**TRECHO SELECIONADO**
-------
Caros leitores,
Agradecemos as mais de 560 visualizações no vídeo de lançamento da Revista Cuidar e os mais de 1.000 acessos à revista em apenas cinco dias, de forma absolutamente orgânica. É com esse entusiasmo que abrimos a Semana Cuidar com um artigo que diz respeito a cada um de nós.
Mortalidade e Urgência
“Viva como se fosse destinado a viver para sempre… enquanto, na verdade, aquele dia que recebemos de presente pode ser o nosso último.” (Sêneca)
Ao revisitarmos Sêneca, somos lembrados de que, apesar de nossa fragilidade, agimos como se fôssemos invencíveis. No campo do envelhecimento, essa ilusão compromete a tomada de decisões — adiamos cuidados e deixamos para “amanhã” ações que podem salvar vidas hoje.
Do Macro ao Micro: A Transformação Começa em Casa
Minhas experiências — do trabalho remoto com especialistas em geriatria e gerontologia à convivência em diferentes bairros mundo afora — confirmam: mudanças locais geram impactos reais. Seja uma horta comunitária, um grupo de convivência intergeracional ou um programa de visitação domiciliar, cada iniciativa transforma positivamente o dia a dia das pessoas.
-------
**INFORMAÇÕES FORNECIDAS**

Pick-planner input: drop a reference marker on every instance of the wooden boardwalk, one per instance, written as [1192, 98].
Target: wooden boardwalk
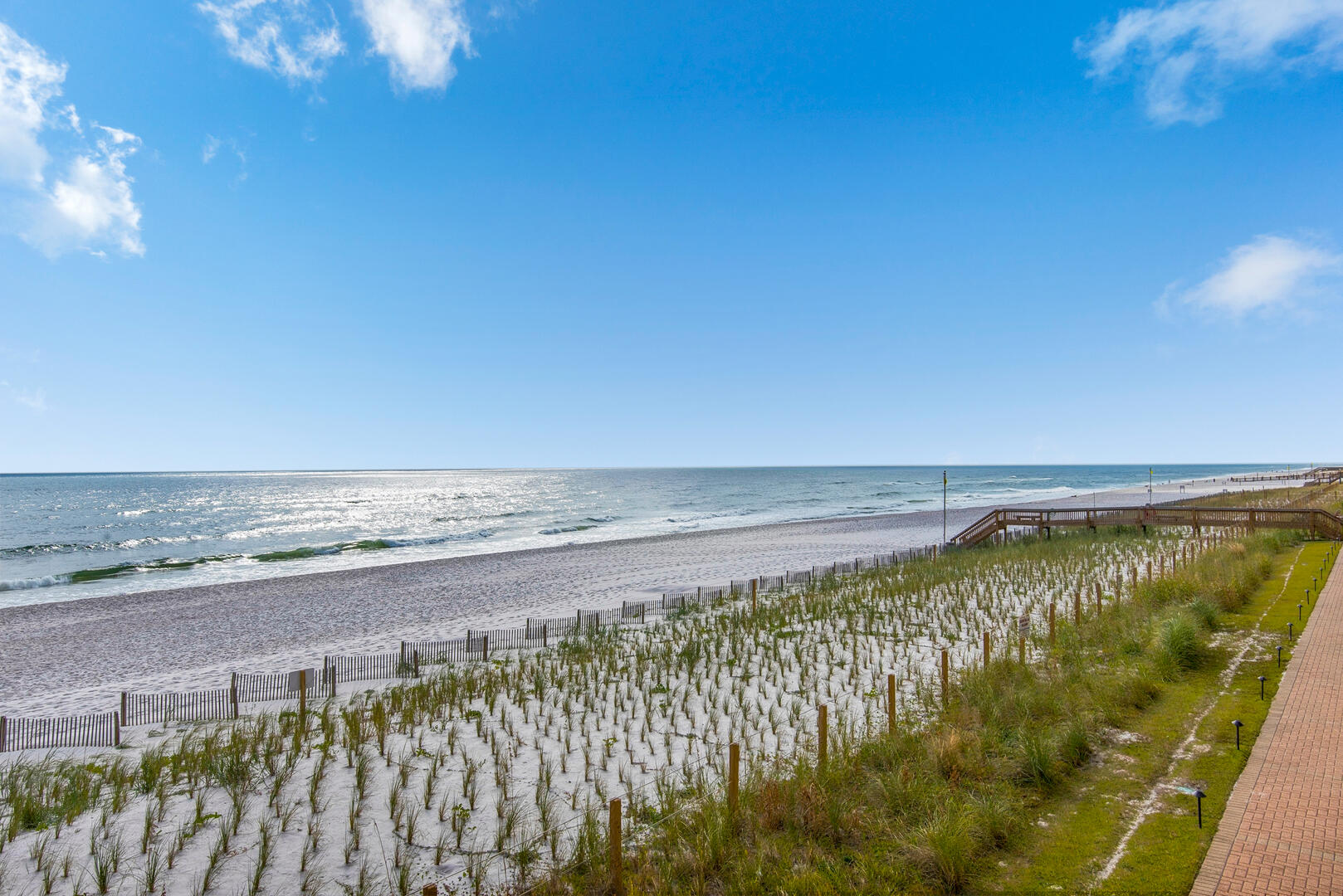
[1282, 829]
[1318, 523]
-------
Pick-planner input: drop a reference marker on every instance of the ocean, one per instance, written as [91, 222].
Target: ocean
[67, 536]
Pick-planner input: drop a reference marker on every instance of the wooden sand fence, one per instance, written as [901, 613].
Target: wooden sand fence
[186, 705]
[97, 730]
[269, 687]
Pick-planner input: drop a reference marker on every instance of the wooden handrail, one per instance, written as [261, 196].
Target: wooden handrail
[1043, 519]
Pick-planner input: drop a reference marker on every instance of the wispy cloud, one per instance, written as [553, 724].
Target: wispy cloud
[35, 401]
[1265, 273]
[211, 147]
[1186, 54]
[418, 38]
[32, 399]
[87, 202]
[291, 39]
-------
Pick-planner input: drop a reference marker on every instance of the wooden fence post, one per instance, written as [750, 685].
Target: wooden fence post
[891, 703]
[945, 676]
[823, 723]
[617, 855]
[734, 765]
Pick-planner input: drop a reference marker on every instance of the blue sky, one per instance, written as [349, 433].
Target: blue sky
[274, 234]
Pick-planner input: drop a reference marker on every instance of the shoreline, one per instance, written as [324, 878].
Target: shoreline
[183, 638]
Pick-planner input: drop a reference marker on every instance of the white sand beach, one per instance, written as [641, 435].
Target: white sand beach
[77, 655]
-------
**OBJETIVO PROPOSTO 1**
Que iniciativas locais o trecho cita como exemplos que transformam o dia a dia das pessoas? Liste todas.
**OBJETIVO PROPOSTO 2**
Reproduza o trecho desde "Ao revisitarmos Sêneca, somos" até "salvar vidas hoje.", incluindo essas palavras.
**OBJETIVO PROPOSTO 3**
Segundo o trecho, quantos acessos a revista recebeu em seus primeiros cinco dias?
O material não tem relação com o trecho.

**RESPOSTA CORRETA 1**
Horta comunitária; grupo de convivência intergeracional; programa de visitação domiciliar.

**RESPOSTA CORRETA 2**
Ao revisitarmos Sêneca, somos lembrados de que, apesar de nossa fragilidade, agimos como se fôssemos invencíveis. No campo do envelhecimento, essa ilusão compromete a tomada de decisões — adiamos cuidados e deixamos para “amanhã” ações que podem salvar vidas hoje.

**RESPOSTA CORRETA 3**
Mais de 1.000 acessos.